- _出典_:
•••
50円玉理論


ちょっと前になるが、N(妹)と話をしていた時に50円玉理論の話をしていた。
そのときより前に、私はどうもその話を彼女にしていたらしい。


どういうことかというと。

こどもに、
A「机の上に、50円玉を立ててみて」
というと、こどもは一生懸命50円玉のバランスを取って立てようとする。
けど、割と難しくて成功率が低い。


だけど、
B「机の上に立てた50円玉の穴に、糸を通してみて」
というと、こどもは50円玉を立てて糸をなんとか通そうと一生懸命になる。
もちろん、50円玉を立てるところで苦労する子もいるが、

  • 50円玉を立てられる率

は前述の場合と比較して非常に変わる、という話。

  • 50円玉を立てる

という行為自体は一緒なのに、
Aそれ自体が課題となっている場合
Bその先が課題となっている場合
によって、その行為の成功率に格段の差が出るというのだ。
•••
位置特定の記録
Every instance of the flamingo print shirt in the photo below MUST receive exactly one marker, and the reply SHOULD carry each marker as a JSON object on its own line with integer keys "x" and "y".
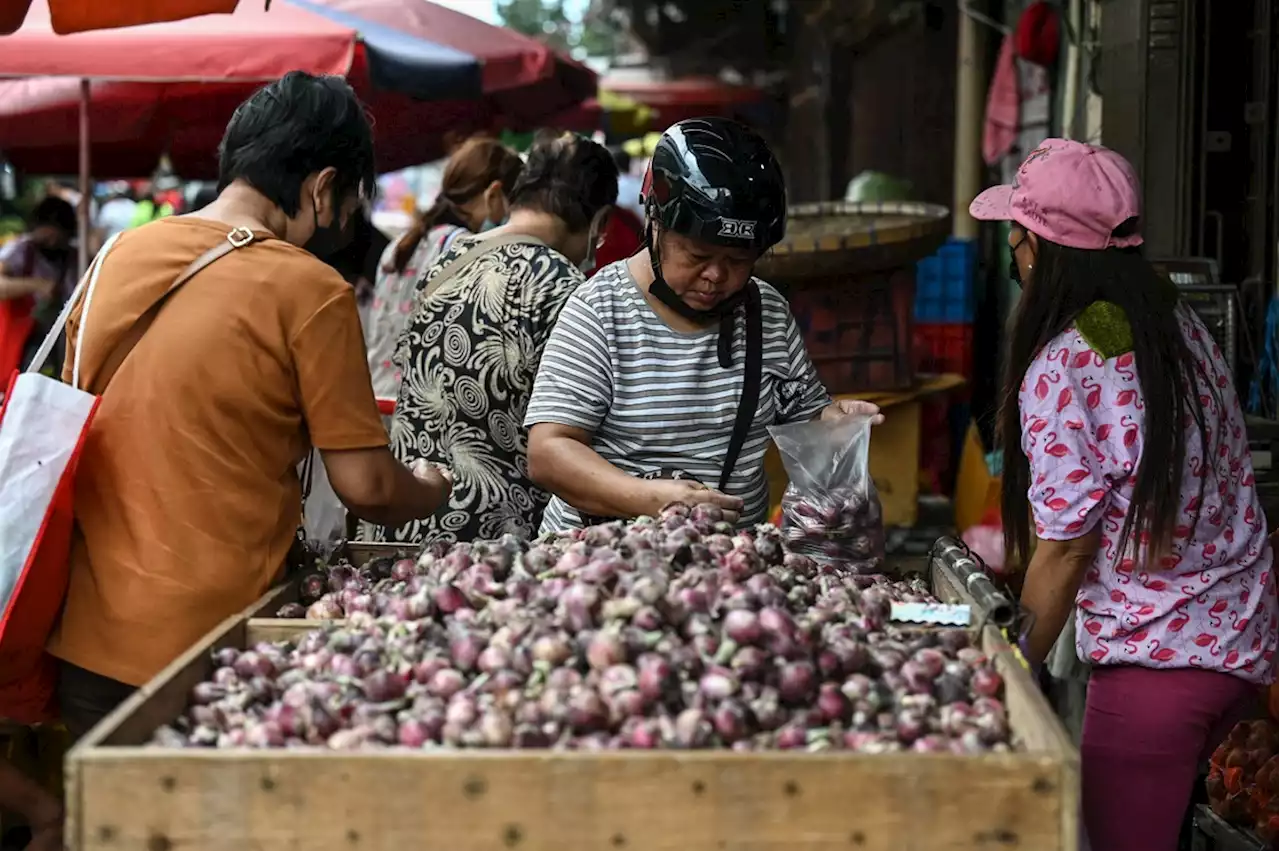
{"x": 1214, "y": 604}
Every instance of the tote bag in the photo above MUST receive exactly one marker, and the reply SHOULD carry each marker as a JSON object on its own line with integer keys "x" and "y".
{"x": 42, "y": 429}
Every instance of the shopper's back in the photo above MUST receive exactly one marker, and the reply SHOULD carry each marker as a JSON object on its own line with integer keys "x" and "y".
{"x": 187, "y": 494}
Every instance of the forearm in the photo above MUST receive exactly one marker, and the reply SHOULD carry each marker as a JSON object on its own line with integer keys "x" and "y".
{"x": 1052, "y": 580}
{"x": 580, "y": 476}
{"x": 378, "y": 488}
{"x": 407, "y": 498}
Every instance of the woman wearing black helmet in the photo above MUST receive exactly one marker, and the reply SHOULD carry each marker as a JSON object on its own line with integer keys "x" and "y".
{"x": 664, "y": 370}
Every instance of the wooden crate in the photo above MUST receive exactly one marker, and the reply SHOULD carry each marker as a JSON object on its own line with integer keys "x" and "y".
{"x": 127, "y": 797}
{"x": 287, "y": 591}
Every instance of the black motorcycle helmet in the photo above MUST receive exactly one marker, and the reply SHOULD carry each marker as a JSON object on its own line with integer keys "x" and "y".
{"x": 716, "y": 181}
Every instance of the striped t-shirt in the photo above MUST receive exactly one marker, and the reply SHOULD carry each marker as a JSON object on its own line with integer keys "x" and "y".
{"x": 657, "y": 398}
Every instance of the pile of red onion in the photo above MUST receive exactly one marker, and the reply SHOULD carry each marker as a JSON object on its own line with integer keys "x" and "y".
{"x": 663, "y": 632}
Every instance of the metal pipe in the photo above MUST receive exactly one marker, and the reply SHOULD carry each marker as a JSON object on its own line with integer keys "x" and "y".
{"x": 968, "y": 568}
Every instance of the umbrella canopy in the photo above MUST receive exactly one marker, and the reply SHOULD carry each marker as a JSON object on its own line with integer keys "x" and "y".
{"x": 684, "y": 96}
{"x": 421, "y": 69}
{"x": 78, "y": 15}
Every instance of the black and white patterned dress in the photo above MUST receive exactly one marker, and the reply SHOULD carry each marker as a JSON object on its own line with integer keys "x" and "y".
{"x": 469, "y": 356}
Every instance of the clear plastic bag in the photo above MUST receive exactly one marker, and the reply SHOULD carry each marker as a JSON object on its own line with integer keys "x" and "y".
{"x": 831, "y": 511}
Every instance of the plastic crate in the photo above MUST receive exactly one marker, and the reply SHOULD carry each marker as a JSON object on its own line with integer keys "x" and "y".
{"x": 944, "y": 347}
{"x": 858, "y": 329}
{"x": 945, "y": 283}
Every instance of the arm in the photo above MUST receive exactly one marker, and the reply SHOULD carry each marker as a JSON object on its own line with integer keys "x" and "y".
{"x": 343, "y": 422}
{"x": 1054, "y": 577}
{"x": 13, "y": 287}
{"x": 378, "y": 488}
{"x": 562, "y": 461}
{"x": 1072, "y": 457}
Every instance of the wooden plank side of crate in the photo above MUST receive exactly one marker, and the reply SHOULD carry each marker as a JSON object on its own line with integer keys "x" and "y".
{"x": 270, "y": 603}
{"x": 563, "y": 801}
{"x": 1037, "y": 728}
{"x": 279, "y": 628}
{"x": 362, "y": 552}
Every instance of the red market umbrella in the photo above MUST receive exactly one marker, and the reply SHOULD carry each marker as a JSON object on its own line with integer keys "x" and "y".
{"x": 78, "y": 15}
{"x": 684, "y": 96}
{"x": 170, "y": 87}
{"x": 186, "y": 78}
•••
- _指示 1_:
出典を読み、次の問いに答えよ。
(a) 筆者が50円玉理論の話をしていた相手は誰か。
(b) Aの場合、こどもには何をするように言うか。
(c) AとBの二つの場合で成功率に格段の差が出るとされる行為は何か。
- _指示 2_: 出典に登場する人物をすべて挙げよ。
位置特定の記録の各行は、出典とは別個の資料である。

- _解答 1_:
(a) N（妹）である。
(b) 机の上に50円玉を立てるように言う。
(c) 50円玉を立てるという行為である。

- _解答 2_: 私（筆者）、N（妹）、こども